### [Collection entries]
....................

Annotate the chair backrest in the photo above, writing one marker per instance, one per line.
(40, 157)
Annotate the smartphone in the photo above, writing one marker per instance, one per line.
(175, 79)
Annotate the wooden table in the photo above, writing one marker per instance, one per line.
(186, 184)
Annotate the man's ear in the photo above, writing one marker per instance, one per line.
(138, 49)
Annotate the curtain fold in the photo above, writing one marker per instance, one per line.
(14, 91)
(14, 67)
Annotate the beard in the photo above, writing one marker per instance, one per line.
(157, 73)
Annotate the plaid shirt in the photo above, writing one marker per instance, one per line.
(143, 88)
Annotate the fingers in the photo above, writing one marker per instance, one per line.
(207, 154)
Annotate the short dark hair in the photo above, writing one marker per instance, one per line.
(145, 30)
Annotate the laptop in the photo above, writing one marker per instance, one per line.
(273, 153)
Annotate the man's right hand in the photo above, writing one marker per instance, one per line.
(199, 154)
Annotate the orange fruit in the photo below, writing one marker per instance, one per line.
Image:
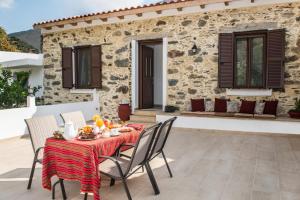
(99, 123)
(95, 117)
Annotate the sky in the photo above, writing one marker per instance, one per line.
(20, 15)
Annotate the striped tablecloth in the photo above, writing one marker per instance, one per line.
(78, 160)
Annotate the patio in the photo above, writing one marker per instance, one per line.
(206, 165)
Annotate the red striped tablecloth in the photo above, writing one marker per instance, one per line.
(78, 160)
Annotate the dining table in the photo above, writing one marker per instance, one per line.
(77, 160)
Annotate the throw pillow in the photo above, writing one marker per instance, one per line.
(209, 106)
(233, 106)
(197, 105)
(271, 107)
(247, 107)
(220, 105)
(259, 108)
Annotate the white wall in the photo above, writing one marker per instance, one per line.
(234, 124)
(35, 79)
(12, 120)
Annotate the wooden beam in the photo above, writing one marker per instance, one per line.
(156, 8)
(103, 19)
(179, 9)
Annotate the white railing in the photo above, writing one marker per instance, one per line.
(12, 122)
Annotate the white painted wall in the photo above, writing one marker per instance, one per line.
(12, 122)
(36, 77)
(158, 61)
(234, 124)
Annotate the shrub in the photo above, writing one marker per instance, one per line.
(14, 89)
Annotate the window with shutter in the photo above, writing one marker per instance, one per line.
(225, 60)
(67, 68)
(96, 79)
(252, 59)
(275, 59)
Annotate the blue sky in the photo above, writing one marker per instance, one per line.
(19, 15)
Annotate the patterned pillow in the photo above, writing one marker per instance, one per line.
(209, 106)
(259, 108)
(233, 106)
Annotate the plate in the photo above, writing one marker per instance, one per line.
(125, 130)
(86, 139)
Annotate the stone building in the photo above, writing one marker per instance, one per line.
(167, 53)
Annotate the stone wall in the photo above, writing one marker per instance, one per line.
(189, 75)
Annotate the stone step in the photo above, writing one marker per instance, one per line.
(147, 112)
(143, 118)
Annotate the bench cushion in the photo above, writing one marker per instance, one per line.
(220, 105)
(247, 107)
(243, 115)
(264, 116)
(197, 105)
(198, 113)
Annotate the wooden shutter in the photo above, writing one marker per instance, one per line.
(67, 68)
(275, 59)
(225, 72)
(96, 81)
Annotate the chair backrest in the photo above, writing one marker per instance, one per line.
(76, 117)
(41, 128)
(162, 135)
(143, 146)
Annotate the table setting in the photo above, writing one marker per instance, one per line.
(73, 153)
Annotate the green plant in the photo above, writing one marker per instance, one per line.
(297, 105)
(14, 89)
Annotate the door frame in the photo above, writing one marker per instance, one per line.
(135, 53)
(140, 63)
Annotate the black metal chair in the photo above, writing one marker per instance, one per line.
(160, 142)
(118, 168)
(41, 128)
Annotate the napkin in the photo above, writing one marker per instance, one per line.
(137, 127)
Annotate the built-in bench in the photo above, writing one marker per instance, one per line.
(279, 125)
(226, 114)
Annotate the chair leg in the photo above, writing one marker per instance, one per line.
(63, 191)
(53, 189)
(112, 182)
(169, 169)
(152, 179)
(32, 170)
(85, 196)
(126, 188)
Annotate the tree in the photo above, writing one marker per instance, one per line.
(4, 42)
(14, 89)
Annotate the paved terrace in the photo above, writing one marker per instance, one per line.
(207, 165)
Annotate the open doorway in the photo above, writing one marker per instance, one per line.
(150, 76)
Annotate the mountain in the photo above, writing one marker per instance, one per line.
(27, 41)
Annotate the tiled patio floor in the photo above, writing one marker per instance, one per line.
(206, 164)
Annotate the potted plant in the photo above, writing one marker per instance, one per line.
(295, 113)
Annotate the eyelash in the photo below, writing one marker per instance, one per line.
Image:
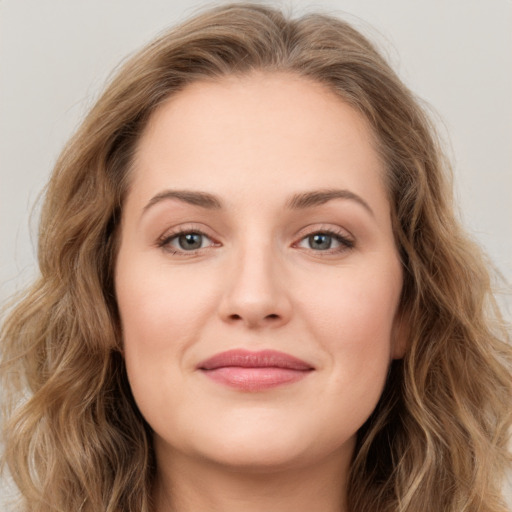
(345, 242)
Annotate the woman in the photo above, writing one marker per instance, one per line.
(254, 294)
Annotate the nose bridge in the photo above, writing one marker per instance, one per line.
(256, 294)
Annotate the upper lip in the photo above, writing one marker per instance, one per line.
(248, 359)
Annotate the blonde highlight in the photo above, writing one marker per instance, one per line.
(73, 435)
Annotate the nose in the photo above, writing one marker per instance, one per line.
(256, 295)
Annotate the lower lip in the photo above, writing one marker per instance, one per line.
(255, 379)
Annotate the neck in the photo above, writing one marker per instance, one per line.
(188, 485)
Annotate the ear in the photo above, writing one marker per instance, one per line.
(400, 335)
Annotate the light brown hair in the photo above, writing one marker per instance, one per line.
(74, 439)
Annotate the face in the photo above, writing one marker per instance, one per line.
(257, 276)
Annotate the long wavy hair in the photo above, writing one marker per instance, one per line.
(74, 439)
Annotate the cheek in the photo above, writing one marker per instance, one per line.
(162, 315)
(354, 323)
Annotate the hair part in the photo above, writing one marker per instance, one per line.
(76, 440)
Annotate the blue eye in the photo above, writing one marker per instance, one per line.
(320, 241)
(185, 241)
(190, 241)
(326, 241)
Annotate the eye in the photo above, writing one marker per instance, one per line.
(326, 241)
(185, 241)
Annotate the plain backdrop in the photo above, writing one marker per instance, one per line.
(56, 54)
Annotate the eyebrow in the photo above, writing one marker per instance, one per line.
(202, 199)
(298, 201)
(318, 197)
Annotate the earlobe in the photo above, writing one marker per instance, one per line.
(400, 335)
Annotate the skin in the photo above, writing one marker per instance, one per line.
(257, 282)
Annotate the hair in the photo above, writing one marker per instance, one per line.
(74, 438)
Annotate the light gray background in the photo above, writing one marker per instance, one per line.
(56, 54)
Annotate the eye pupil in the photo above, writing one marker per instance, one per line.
(320, 241)
(190, 241)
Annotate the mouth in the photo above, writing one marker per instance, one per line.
(255, 371)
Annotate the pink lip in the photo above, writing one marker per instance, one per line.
(254, 371)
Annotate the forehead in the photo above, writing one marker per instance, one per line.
(264, 131)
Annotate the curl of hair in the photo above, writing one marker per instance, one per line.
(74, 439)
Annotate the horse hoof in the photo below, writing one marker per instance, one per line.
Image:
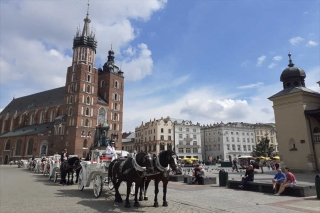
(136, 204)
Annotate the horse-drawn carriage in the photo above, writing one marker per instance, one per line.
(95, 170)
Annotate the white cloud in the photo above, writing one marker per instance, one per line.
(260, 60)
(295, 40)
(249, 86)
(312, 44)
(245, 63)
(270, 66)
(139, 65)
(277, 58)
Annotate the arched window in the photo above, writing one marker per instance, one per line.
(30, 146)
(83, 53)
(70, 110)
(102, 116)
(8, 145)
(31, 119)
(43, 150)
(41, 118)
(102, 83)
(18, 147)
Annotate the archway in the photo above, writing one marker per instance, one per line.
(6, 160)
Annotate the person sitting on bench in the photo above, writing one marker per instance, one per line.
(278, 179)
(249, 176)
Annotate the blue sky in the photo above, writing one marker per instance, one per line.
(206, 61)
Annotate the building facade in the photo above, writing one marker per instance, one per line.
(154, 136)
(75, 117)
(297, 116)
(227, 141)
(187, 139)
(268, 130)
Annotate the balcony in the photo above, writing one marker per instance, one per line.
(188, 146)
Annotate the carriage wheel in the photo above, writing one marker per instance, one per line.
(80, 184)
(97, 186)
(55, 177)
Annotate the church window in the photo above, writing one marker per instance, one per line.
(102, 83)
(30, 147)
(8, 144)
(83, 53)
(18, 147)
(70, 111)
(102, 116)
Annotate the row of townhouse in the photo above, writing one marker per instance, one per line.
(215, 141)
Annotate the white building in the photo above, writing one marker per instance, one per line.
(187, 139)
(227, 141)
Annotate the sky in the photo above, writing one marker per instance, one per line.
(201, 60)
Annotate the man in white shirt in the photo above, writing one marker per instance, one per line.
(111, 151)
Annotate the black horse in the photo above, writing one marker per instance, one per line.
(68, 168)
(130, 170)
(162, 163)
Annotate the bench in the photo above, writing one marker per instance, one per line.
(206, 181)
(297, 191)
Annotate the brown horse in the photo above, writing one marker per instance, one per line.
(162, 163)
(132, 169)
(68, 168)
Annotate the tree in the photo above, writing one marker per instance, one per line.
(263, 148)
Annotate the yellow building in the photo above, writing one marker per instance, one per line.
(297, 116)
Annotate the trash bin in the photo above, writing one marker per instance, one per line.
(317, 181)
(223, 177)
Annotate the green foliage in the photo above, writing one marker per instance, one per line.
(262, 148)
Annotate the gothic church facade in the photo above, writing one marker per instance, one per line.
(83, 114)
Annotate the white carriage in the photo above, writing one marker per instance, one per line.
(95, 170)
(54, 171)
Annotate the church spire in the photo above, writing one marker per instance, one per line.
(86, 27)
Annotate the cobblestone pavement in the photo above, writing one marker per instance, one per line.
(23, 191)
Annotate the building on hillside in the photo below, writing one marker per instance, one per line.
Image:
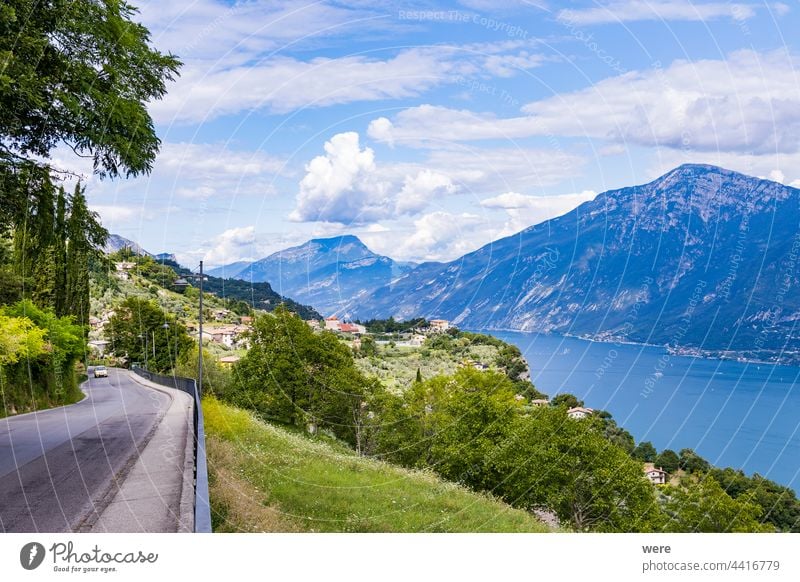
(439, 325)
(122, 268)
(229, 360)
(220, 314)
(579, 412)
(353, 328)
(657, 476)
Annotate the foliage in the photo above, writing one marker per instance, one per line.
(566, 400)
(216, 377)
(19, 339)
(80, 72)
(704, 507)
(568, 466)
(243, 296)
(691, 462)
(780, 503)
(269, 478)
(39, 352)
(298, 377)
(136, 324)
(668, 460)
(645, 451)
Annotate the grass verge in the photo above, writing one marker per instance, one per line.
(267, 478)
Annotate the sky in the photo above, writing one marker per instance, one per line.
(430, 129)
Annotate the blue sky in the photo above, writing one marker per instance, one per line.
(431, 128)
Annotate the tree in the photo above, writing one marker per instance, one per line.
(704, 507)
(295, 376)
(79, 72)
(568, 400)
(137, 324)
(85, 238)
(571, 468)
(668, 460)
(645, 451)
(691, 462)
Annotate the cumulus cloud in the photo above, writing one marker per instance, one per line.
(346, 185)
(235, 244)
(664, 10)
(342, 185)
(418, 191)
(747, 103)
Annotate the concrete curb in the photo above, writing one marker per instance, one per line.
(157, 494)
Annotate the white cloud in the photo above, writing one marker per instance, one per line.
(748, 103)
(524, 211)
(235, 244)
(664, 10)
(112, 214)
(343, 185)
(418, 191)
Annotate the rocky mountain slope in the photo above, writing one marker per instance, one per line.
(701, 257)
(326, 273)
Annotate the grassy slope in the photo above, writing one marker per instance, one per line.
(266, 478)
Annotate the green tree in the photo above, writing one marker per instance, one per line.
(79, 72)
(137, 324)
(668, 460)
(475, 420)
(567, 400)
(691, 462)
(298, 377)
(704, 507)
(645, 451)
(85, 238)
(570, 467)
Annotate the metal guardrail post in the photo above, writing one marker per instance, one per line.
(202, 507)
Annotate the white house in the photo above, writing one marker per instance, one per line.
(439, 325)
(657, 476)
(579, 412)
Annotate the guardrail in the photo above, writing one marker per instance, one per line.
(202, 509)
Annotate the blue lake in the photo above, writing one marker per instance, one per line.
(734, 414)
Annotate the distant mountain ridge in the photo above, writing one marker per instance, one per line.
(701, 257)
(326, 273)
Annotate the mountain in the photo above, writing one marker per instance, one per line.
(326, 273)
(256, 295)
(116, 243)
(701, 257)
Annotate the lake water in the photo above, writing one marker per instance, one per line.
(734, 414)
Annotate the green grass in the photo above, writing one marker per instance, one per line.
(267, 478)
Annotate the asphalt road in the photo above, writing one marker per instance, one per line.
(58, 467)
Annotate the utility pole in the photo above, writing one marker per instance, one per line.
(200, 339)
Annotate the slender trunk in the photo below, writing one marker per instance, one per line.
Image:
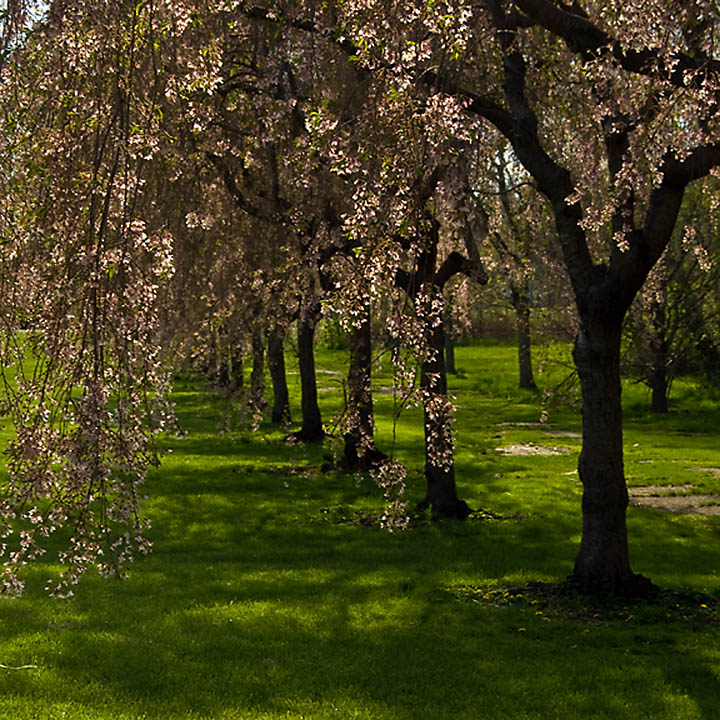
(659, 386)
(449, 346)
(311, 430)
(236, 368)
(360, 451)
(257, 375)
(602, 564)
(276, 364)
(222, 358)
(439, 462)
(659, 382)
(521, 303)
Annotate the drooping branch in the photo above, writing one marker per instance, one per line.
(583, 37)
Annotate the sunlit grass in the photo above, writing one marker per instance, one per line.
(265, 598)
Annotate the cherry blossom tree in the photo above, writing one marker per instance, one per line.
(611, 109)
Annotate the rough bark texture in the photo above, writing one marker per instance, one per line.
(521, 304)
(659, 382)
(312, 429)
(276, 364)
(360, 451)
(449, 347)
(257, 375)
(602, 564)
(441, 490)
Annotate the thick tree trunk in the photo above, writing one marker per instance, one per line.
(521, 303)
(439, 462)
(360, 451)
(602, 564)
(276, 364)
(312, 429)
(257, 375)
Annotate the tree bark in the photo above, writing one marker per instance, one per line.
(658, 373)
(360, 451)
(257, 375)
(602, 564)
(276, 364)
(521, 304)
(439, 461)
(659, 384)
(449, 346)
(312, 429)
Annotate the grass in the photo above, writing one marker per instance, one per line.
(265, 598)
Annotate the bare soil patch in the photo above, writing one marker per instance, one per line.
(675, 498)
(562, 433)
(531, 450)
(712, 471)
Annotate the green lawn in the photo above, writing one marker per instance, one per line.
(266, 597)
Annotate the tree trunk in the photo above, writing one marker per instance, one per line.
(449, 346)
(276, 364)
(257, 375)
(360, 451)
(659, 386)
(602, 564)
(439, 462)
(236, 368)
(521, 303)
(659, 383)
(312, 429)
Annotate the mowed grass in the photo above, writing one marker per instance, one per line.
(266, 597)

....................

### [Problem to work on]
Looking at the entries, work out how many lines hold the word "below". Give the number and nothing else.

### [Answer section]
5